Items from a dataset
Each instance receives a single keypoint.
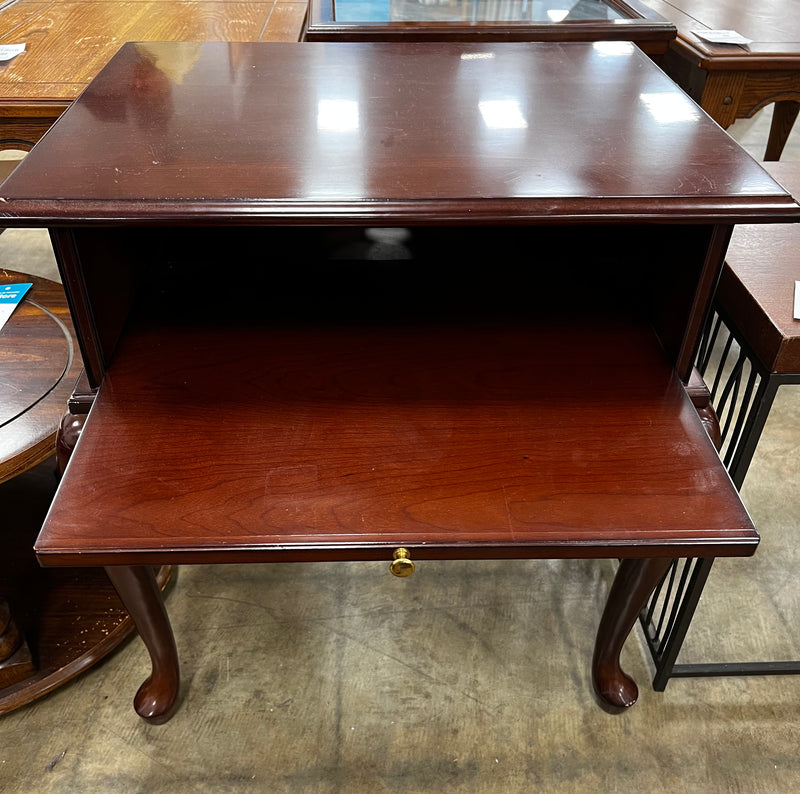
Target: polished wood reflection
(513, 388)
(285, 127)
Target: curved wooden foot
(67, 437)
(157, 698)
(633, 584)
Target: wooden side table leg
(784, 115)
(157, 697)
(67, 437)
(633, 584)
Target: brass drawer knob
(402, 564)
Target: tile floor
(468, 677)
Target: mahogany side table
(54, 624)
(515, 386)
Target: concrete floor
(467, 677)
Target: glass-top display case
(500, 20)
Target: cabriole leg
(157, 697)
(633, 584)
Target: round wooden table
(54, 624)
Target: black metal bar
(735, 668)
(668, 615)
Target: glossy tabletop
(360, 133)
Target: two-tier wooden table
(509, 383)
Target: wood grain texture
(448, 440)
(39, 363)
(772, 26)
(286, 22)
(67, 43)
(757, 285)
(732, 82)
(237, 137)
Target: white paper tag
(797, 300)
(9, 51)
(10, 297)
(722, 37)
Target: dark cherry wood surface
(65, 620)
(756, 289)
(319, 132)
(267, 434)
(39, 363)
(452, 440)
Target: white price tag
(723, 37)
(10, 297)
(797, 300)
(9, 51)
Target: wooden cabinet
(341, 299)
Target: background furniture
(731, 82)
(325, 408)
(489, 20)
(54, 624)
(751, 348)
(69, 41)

**REQUIREMENTS:**
Please rewrite the records starting at the line that has "Target: round wooden table" and continuing through the last one. Replace "white" with "cream" and keep everything else unchanged.

**SOLUTION BELOW:**
Target: round wooden table
(54, 624)
Target: black metal bar
(735, 668)
(668, 615)
Target: glossy tabletop
(360, 133)
Target: two-tier wooden table
(509, 383)
Target: wood grain texture
(448, 440)
(39, 363)
(772, 26)
(286, 22)
(67, 43)
(757, 285)
(732, 82)
(237, 137)
Target: cream paper tag
(797, 300)
(9, 51)
(10, 297)
(722, 37)
Target: dark cherry wood surface
(65, 620)
(756, 289)
(319, 132)
(267, 434)
(39, 363)
(452, 440)
Target: cream price tag
(723, 37)
(10, 297)
(797, 300)
(9, 51)
Target: wooden cabinet
(341, 299)
Target: background furniture
(731, 82)
(325, 408)
(489, 20)
(54, 624)
(751, 348)
(69, 41)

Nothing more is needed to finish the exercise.